--- Start of Data supplied ---

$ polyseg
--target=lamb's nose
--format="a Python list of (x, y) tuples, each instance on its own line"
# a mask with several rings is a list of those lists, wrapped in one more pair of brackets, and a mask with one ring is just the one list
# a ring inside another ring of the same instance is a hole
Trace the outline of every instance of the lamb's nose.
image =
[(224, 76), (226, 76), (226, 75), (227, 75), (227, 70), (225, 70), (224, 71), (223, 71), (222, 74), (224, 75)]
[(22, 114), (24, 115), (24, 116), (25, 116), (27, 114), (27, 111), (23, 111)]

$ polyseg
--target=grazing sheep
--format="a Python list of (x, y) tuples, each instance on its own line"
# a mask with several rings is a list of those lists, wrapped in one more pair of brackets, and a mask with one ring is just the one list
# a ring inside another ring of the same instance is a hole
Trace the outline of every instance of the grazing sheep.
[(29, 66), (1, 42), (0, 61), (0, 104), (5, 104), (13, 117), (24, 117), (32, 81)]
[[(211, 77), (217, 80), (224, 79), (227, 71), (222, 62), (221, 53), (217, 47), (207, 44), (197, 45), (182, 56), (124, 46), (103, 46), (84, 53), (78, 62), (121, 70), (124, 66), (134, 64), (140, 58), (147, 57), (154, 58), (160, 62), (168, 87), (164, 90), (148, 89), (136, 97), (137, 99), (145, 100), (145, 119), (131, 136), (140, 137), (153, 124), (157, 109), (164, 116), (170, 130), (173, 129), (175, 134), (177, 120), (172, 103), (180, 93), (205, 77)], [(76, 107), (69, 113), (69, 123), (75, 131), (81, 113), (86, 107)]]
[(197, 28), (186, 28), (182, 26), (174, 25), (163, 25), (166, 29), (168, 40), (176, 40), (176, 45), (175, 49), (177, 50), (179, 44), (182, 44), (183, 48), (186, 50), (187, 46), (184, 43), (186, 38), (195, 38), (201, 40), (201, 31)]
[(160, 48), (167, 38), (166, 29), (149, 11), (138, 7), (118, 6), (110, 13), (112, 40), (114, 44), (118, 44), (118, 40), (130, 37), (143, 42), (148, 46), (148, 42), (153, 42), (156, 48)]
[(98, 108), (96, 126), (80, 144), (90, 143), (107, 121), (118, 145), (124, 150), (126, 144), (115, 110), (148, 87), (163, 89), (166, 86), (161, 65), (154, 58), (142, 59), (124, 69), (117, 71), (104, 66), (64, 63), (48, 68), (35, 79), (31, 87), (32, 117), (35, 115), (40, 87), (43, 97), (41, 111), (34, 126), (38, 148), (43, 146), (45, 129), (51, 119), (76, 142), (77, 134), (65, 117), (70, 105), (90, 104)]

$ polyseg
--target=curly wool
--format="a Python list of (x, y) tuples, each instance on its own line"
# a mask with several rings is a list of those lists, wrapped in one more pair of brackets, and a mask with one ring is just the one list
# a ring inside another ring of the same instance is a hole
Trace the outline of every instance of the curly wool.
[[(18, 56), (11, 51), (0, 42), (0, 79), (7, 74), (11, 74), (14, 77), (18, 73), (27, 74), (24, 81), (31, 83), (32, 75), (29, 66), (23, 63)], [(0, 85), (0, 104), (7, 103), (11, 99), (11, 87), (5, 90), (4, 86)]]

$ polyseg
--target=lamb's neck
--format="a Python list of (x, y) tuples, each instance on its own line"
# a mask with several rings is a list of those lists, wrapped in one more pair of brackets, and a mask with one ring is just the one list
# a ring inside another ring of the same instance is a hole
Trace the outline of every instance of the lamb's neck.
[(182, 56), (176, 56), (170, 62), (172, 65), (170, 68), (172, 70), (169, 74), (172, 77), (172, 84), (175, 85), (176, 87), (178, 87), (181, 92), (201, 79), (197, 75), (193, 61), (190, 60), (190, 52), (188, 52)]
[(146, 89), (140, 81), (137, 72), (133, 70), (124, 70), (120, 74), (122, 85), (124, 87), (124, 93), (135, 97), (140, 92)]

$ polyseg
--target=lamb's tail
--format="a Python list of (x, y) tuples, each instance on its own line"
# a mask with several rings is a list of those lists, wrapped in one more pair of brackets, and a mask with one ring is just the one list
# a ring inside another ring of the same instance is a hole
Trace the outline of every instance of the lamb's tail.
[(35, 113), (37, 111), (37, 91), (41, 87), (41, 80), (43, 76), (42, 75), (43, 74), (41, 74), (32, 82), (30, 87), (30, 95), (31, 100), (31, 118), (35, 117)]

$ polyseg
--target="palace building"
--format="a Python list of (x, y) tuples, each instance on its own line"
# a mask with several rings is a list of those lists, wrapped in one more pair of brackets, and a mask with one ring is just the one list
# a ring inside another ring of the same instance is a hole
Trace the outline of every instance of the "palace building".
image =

--- End of Data supplied ---

◆ Stated problem: Copy out all of the items above, replacing each occurrence of "instance" with "object" and leaving everything else unchanged.

◆ Solution for this task:
$ polyseg
--target=lamb's nose
--format="a Python list of (x, y) tuples, each object on its own line"
# a mask with several rings is a list of those lists, wrapped in one more pair of brackets, and a mask with one ring is just the one list
# a ring inside another ring of the same object is a hole
Trace the outline of every object of the lamb's nose.
image =
[(224, 76), (226, 76), (226, 75), (227, 75), (227, 70), (225, 70), (224, 71), (223, 71), (222, 74), (224, 75)]
[(22, 114), (24, 115), (24, 116), (25, 116), (27, 114), (27, 111), (23, 111)]

$ polyseg
--target=grazing sheep
--format="a Python list of (x, y) tuples, each object on its own line"
# a mask with several rings is a list of those lists, wrapped in one more pair of brackets, and a mask with one ring is just the one list
# a ring inside another ring of the same object is a hole
Trace the outline of every object of the grazing sheep.
[(29, 66), (1, 42), (0, 61), (0, 104), (5, 104), (13, 117), (24, 117), (32, 81)]
[[(211, 77), (217, 80), (224, 79), (227, 71), (222, 62), (221, 53), (217, 47), (207, 44), (197, 45), (182, 56), (124, 46), (103, 46), (84, 53), (78, 62), (121, 70), (124, 66), (134, 64), (140, 58), (147, 57), (154, 58), (160, 62), (168, 87), (164, 90), (148, 89), (136, 97), (137, 99), (145, 100), (145, 119), (131, 136), (140, 137), (153, 124), (157, 109), (164, 116), (170, 130), (173, 129), (175, 134), (177, 120), (172, 103), (180, 93), (205, 77)], [(76, 107), (69, 113), (69, 123), (75, 131), (81, 113), (86, 107)]]
[(197, 28), (186, 28), (182, 26), (174, 25), (163, 25), (166, 29), (168, 40), (176, 40), (176, 45), (175, 49), (177, 50), (179, 44), (182, 44), (183, 48), (186, 50), (187, 46), (184, 43), (186, 38), (195, 38), (201, 40), (201, 31)]
[(160, 48), (167, 38), (166, 29), (149, 11), (138, 7), (118, 6), (110, 13), (112, 40), (114, 44), (118, 44), (118, 40), (130, 37), (143, 42), (148, 46), (148, 42), (153, 42), (156, 48)]
[(98, 108), (96, 126), (80, 144), (90, 143), (107, 121), (118, 145), (124, 150), (126, 144), (115, 110), (148, 87), (163, 89), (166, 86), (161, 65), (154, 58), (142, 59), (124, 69), (117, 71), (104, 66), (64, 63), (48, 68), (35, 79), (31, 87), (32, 117), (35, 115), (40, 87), (43, 97), (41, 111), (34, 126), (38, 148), (43, 146), (45, 129), (51, 119), (76, 142), (77, 134), (65, 117), (70, 105), (90, 104)]

$ polyseg
--target=curly wool
--format="a Python list of (x, y) tuples, each object on its own line"
# a mask with several rings is a list of those lists, wrapped in one more pair of brackets, and a mask with one ring is just the one list
# a ring inside another ring of the same object is a hole
Trace the outline of every object of the curly wool.
[[(18, 56), (11, 51), (0, 42), (0, 79), (7, 74), (11, 74), (14, 77), (18, 73), (27, 74), (24, 81), (31, 83), (32, 75), (29, 66), (23, 63)], [(0, 85), (0, 104), (7, 103), (11, 99), (11, 87), (5, 90), (4, 86)]]

$ polyseg
--target=lamb's neck
--format="a Python list of (x, y) tuples, each object on its own line"
# a mask with several rings is a list of those lists, wrapped in one more pair of brackets, and a mask with one ring is just the one list
# a ring inside another ring of the same object is a hole
Trace the outline of every object of the lamb's neck.
[(182, 56), (176, 56), (170, 62), (172, 65), (170, 68), (172, 70), (169, 74), (172, 77), (172, 84), (175, 85), (176, 87), (178, 87), (181, 92), (201, 79), (197, 75), (193, 61), (190, 60), (190, 52), (188, 52)]
[(146, 89), (140, 81), (137, 72), (133, 70), (124, 70), (120, 74), (122, 85), (124, 87), (124, 93), (135, 97), (140, 92)]

$ polyseg
--target=lamb's tail
--format="a Python list of (x, y) tuples, each object on its own line"
# a mask with several rings is a list of those lists, wrapped in one more pair of brackets, and a mask with one ring is just the one list
# a ring inside another ring of the same object is a hole
Trace the outline of every object of the lamb's tail.
[(35, 113), (37, 111), (37, 91), (41, 87), (41, 80), (43, 76), (42, 75), (43, 74), (41, 74), (32, 82), (30, 87), (30, 95), (31, 100), (31, 118), (35, 117)]

$ polyseg
--target="palace building"
--format="a Python list of (x, y) tuples, each object on its own line"
# a mask with several rings is a list of those lists, wrapped in one more pair of brackets, and a mask with one ring is just the one list
# a ring inside another ring of the same object is a hole
Trace the outline of every object of the "palace building".
image =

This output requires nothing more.